◆ **REQUIREMENTS**
Copy the lines below back out word for word, changing nothing.
──────────
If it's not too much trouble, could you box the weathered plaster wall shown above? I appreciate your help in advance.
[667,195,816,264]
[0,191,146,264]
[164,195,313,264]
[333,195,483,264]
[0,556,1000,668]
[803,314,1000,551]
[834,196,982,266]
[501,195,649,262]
──────────
◆ **RESULT BELOW**
If it's not too much trouble, could you box the weathered plaster wall shown above? I appreciate your help in advance.
[667,195,816,264]
[0,191,146,264]
[164,195,313,264]
[333,195,483,264]
[0,556,1000,668]
[803,314,1000,551]
[834,196,982,266]
[501,195,649,262]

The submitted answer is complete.